- **EXERCISE PROMPT**
Pull out every line in the data that has the string "below" in it.

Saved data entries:
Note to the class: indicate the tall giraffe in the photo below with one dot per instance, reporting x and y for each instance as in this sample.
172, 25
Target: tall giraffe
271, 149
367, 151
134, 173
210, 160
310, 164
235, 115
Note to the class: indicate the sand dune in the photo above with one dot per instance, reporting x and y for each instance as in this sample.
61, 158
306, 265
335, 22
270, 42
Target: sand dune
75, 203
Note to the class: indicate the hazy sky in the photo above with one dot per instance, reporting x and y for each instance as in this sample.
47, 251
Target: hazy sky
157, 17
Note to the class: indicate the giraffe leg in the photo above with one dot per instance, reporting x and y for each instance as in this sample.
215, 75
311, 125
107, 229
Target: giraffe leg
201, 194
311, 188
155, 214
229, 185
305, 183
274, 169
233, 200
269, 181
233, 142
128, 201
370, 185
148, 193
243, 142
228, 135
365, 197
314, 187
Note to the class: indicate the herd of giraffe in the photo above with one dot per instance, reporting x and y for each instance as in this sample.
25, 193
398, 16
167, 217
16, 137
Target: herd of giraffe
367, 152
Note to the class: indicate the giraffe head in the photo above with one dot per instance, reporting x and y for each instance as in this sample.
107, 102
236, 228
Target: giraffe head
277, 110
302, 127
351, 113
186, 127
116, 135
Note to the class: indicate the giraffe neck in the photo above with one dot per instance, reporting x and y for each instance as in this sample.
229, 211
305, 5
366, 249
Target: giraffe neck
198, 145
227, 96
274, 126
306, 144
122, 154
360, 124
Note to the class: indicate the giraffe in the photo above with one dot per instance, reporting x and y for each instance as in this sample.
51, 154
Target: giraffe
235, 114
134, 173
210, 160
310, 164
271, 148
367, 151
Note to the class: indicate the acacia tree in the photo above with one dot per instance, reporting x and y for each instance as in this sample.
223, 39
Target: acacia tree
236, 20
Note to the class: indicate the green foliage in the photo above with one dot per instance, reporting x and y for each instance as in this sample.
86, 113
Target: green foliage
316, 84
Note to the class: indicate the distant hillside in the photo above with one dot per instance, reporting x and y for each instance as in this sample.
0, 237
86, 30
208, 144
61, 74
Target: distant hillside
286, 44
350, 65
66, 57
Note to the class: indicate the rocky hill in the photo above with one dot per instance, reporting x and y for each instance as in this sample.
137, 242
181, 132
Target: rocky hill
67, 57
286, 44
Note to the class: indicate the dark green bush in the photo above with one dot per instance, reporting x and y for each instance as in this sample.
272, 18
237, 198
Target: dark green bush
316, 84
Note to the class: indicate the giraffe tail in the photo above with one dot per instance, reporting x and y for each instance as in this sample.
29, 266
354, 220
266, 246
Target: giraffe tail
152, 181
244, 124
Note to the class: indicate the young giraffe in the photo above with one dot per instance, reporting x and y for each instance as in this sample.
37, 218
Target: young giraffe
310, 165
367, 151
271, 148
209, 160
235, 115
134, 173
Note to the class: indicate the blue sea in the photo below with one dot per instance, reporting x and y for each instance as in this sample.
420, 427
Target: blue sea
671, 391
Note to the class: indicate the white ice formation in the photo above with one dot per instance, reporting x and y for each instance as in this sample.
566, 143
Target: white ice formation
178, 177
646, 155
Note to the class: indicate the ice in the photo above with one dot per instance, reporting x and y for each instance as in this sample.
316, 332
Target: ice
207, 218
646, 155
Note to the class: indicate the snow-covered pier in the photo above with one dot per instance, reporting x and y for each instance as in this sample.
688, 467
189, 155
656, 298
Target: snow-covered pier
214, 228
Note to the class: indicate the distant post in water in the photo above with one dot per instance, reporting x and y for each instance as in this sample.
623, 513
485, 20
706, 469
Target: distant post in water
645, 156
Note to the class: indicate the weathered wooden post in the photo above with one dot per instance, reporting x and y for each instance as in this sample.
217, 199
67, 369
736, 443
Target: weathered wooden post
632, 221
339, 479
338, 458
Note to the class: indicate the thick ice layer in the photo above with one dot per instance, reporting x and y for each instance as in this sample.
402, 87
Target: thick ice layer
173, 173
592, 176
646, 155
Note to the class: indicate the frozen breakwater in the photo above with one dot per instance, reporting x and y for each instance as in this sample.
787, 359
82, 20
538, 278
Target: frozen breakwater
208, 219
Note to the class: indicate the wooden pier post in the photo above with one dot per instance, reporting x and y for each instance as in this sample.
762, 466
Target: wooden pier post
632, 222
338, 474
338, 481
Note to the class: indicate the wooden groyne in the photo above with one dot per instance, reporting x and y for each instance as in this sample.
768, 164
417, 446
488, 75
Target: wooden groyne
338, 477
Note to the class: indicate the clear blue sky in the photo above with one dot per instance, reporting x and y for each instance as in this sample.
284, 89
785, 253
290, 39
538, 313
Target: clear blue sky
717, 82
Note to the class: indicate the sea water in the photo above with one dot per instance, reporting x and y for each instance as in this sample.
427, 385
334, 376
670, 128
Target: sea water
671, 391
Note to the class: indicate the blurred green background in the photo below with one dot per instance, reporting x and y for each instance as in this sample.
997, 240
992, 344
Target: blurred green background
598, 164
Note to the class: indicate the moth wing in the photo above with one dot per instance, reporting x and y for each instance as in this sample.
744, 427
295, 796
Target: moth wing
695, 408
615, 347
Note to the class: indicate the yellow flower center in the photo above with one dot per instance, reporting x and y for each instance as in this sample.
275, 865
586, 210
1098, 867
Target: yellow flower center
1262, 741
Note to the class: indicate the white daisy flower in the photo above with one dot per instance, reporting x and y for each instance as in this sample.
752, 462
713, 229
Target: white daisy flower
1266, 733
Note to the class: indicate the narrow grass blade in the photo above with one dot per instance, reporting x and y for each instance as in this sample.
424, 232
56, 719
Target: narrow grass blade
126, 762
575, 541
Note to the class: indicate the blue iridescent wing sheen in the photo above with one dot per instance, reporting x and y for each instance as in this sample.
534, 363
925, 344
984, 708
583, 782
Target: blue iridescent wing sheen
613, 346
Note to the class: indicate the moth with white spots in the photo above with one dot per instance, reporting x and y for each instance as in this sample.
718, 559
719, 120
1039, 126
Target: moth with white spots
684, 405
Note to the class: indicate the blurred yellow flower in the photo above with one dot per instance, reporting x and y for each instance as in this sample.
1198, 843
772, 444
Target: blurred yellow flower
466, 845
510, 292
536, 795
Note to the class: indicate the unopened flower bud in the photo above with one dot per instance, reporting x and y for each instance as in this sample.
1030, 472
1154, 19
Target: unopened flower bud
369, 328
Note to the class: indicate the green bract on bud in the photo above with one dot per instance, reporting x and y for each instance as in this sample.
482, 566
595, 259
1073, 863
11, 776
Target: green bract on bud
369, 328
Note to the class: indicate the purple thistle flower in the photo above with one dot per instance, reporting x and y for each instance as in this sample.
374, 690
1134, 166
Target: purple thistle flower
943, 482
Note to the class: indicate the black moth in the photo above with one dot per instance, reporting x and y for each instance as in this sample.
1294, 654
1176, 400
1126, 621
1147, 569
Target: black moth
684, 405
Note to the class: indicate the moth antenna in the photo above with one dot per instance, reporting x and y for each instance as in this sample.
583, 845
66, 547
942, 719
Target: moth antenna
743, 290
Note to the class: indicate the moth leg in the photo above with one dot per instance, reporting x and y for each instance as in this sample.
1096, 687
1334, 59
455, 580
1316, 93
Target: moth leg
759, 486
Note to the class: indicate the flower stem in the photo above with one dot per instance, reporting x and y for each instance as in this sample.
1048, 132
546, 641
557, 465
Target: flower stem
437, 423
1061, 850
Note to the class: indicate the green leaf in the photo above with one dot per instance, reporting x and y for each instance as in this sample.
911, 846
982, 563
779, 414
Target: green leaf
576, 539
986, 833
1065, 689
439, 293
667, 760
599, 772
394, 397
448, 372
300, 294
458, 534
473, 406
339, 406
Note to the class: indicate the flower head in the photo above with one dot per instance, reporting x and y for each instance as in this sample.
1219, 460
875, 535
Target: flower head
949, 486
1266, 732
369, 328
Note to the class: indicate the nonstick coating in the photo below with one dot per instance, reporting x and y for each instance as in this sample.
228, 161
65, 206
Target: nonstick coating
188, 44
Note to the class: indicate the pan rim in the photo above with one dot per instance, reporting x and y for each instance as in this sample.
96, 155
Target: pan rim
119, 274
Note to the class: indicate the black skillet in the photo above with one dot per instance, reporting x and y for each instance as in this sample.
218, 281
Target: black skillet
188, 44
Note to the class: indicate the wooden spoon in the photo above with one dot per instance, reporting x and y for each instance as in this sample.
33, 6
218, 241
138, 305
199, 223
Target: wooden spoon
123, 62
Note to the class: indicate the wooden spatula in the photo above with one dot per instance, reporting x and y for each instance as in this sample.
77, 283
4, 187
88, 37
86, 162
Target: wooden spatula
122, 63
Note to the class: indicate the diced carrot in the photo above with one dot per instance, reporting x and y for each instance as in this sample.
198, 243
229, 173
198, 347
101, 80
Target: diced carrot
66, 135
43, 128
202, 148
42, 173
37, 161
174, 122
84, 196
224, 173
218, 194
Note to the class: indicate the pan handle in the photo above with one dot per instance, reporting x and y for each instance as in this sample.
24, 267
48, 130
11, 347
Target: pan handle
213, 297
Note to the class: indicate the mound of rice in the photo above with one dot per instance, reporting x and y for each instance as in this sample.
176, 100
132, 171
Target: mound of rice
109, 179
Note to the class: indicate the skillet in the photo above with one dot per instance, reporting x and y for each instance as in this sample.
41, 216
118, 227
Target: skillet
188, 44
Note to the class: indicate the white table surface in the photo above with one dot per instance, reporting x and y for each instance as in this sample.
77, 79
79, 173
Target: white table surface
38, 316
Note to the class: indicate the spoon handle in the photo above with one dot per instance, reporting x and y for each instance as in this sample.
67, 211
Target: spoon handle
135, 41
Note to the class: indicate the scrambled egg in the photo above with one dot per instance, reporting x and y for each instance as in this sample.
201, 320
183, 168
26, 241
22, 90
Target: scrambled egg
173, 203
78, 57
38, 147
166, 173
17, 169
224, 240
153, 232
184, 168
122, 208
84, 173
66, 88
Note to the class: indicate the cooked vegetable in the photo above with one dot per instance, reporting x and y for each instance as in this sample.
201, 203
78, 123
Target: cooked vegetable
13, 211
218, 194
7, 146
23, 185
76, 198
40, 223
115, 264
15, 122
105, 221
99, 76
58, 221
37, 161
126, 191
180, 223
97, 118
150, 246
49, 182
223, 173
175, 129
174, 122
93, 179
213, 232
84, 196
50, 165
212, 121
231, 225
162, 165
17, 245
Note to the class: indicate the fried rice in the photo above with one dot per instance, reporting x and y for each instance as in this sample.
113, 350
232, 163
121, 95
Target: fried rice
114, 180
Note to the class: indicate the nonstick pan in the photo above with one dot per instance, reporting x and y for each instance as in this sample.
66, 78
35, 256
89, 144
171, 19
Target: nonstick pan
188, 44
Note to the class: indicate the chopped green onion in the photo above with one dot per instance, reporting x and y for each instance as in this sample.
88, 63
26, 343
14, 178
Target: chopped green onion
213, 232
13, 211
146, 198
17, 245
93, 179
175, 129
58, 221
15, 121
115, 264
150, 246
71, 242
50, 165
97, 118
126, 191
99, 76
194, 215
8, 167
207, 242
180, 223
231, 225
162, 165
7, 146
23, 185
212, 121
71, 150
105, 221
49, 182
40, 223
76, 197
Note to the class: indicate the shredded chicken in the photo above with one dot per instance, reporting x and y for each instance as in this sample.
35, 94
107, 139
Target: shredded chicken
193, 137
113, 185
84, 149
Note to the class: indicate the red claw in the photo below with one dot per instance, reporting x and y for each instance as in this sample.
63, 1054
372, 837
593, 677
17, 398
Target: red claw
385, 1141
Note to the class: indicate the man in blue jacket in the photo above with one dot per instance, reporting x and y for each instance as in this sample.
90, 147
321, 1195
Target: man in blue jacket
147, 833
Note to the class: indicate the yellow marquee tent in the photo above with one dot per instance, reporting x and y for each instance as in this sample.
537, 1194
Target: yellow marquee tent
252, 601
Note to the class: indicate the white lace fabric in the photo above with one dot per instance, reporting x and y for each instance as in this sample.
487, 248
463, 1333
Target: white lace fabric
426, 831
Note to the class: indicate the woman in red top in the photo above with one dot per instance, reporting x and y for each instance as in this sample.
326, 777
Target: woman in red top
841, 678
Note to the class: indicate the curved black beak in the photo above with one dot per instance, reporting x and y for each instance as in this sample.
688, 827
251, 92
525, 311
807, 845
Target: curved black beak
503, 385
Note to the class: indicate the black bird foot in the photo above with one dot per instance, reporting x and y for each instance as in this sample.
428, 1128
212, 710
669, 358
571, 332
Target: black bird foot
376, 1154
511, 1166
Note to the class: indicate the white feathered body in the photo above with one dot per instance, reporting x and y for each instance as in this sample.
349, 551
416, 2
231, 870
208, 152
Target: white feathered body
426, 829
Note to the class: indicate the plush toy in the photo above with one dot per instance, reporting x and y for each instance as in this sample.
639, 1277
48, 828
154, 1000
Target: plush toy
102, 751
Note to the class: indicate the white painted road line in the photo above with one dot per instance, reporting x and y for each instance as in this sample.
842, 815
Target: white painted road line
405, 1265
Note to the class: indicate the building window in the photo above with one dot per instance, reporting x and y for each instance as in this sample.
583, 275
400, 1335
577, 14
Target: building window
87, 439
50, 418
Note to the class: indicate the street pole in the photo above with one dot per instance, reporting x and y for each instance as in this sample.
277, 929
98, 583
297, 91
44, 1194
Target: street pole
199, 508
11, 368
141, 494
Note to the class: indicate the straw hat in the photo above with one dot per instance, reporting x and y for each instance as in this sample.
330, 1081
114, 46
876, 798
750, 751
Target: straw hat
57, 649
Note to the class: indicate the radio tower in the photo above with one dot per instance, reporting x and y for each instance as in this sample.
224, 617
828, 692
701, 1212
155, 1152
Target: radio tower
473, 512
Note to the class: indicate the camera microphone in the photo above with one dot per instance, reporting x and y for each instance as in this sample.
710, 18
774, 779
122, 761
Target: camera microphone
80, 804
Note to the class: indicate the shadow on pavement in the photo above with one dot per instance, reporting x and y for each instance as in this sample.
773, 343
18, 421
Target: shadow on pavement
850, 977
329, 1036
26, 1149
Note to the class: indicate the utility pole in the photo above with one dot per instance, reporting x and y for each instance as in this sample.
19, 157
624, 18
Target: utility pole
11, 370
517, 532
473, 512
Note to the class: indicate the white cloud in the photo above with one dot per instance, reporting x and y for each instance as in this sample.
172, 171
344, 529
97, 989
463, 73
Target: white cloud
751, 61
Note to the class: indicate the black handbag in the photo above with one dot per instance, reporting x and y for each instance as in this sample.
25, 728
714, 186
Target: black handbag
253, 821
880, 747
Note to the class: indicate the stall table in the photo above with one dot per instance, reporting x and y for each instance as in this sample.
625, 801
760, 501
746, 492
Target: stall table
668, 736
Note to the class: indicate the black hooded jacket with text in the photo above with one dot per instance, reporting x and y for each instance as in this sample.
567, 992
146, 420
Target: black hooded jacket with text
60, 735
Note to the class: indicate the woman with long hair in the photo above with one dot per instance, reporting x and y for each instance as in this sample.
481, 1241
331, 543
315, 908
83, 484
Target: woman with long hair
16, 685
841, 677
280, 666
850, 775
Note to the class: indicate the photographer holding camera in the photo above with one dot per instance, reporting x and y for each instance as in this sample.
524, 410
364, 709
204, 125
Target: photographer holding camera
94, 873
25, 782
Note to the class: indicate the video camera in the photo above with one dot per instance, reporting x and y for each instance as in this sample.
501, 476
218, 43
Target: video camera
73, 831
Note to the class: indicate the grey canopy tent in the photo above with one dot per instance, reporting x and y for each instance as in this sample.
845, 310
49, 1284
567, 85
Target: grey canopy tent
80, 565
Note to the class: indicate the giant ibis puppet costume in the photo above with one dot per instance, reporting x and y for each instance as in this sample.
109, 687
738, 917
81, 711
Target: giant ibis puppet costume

- **FINISHED TASK**
Note to the class: indicate the tall giraffe in the photo below with one dot per instance, reporting x and y for each instance as in this sample.
Note to the class: indicate the blue sea in the photo below with one dot per instance, reporting x and y for each instance as in this sample.
Note to the class: indicate the blurred green background in the photo below with one dot per instance, reporting x and y for each instance as in this sample.
Note to the class: indicate the nonstick coating in the photo below with one dot per instance, reporting x and y for each instance as in this sample.
Note to the class: indicate the red claw in the photo below with one dot per instance, reporting x and y for each instance as in this sample.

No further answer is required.